Cosa farai =
A. Trascrivi dal testo di partenza il passo che va da "L’Invidia di che" a "del proprio rapporto.".
B. Secondo il testo di partenza, in quale piazza si trova chi scrive all'inizio del racconto?
C. Elenca tutte le frasi interrogative del testo di partenza comprese tra "L'Invidia di che cosa?" e la fine.

Testo di partenza =
Mi trovo in piazza Ferrarese a Bari. È un momento di grande movimento di persone. E dietro di me cammina una famiglia, composta da genitori e tre fratellini. Il più piccolo di questi viaggia nel suo passeggino. Il padre si rivolge al più grande e gli dice: “Da’ una mano al tuo fratellino”. Forte e chiara suona la risposta: “No”.
Ieri stavo seguendo un documentario in TV., di una leonessa
e i suoi cinque cuccioli. Si raccontava la loro storia, dalla nascita all’età
adulta. La mia attenzione è stata catturata dal rapporto di gioco e comune
toccamento tra la madre e i cuccioli e i cuccioli tra di loro. “Perché tra di
loro non c’è il “No” che ho visto tra cuccioli d’uomo?” Faccio la domanda a un gruppo
di amici. Susy mi risponde: I cuccioli della leonessa sono nati insieme. I fratellini
no. E quindi scatta in loro l’invidia.
L’Invidia di che cosa? Che cos’è l’invidia? Si potrebbe chiamare gelosia? Se lo chiedessi ai tre bambini, probabilmente il più grande potrebbe dirmi qualche cosa. Sarebbe una risposta esistenziale, tipo:” pensi sempre a lui!”. E cose simili. Ho trovato questa situazione negli adulti. Per esempio nella donna che vive continuamente l’essere tradita dal marito. Ogni giorno, ogni uscita. Sempre. E che significato può avere? Si capisce subito che non è un problema di gelosia. Né quella detta “normale”, propria delle coppie, né quella un po’ più seria tra persone che dubitano del proprio rapporto.

Dati raccolti =

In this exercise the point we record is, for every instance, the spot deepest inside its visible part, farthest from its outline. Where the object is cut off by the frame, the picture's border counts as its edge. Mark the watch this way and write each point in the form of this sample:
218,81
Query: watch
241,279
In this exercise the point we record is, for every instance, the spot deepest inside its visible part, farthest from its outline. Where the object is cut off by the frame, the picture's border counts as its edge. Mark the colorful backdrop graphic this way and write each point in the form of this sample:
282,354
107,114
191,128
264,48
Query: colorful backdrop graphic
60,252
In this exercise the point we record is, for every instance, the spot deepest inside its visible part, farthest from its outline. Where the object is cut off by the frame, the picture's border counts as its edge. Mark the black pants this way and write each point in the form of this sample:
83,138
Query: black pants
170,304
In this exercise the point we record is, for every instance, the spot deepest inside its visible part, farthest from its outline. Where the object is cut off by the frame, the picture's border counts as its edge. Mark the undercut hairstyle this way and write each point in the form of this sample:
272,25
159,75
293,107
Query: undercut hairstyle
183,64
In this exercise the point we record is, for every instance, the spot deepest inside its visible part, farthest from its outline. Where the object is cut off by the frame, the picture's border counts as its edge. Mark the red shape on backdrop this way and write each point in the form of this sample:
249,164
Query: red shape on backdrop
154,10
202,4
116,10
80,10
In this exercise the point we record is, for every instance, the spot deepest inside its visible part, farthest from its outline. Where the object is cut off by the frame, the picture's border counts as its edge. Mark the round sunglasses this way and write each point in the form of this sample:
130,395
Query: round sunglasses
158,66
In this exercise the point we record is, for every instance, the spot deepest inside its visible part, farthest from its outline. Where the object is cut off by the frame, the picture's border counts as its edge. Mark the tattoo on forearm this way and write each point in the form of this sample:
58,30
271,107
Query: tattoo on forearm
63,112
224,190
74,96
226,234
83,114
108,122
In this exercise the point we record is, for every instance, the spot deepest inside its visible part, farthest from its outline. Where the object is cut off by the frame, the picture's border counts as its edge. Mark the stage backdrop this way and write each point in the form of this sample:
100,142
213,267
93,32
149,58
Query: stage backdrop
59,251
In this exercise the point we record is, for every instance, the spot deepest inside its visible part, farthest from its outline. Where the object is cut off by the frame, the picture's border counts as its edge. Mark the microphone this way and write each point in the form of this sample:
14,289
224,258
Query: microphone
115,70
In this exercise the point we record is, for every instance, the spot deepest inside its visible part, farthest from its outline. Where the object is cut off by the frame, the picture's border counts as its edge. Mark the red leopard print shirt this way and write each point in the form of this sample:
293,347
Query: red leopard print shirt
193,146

Soluzioni dei compiti =
A.
L’Invidia di che cosa? Che cos’è l’invidia? Si potrebbe chiamare gelosia? Se lo chiedessi ai tre bambini, probabilmente il più grande potrebbe dirmi qualche cosa. Sarebbe una risposta esistenziale, tipo:” pensi sempre a lui!”. E cose simili. Ho trovato questa situazione negli adulti. Per esempio nella donna che vive continuamente l’essere tradita dal marito. Ogni giorno, ogni uscita. Sempre. E che significato può avere? Si capisce subito che non è un problema di gelosia. Né quella detta “normale”, propria delle coppie, né quella un po’ più seria tra persone che dubitano del proprio rapporto.

B. In piazza Ferrarese a Bari.

C.
- L'Invidia di che cosa?
- Che cos'è l'invidia?
- Si potrebbe chiamare gelosia?
- E che significato può avere?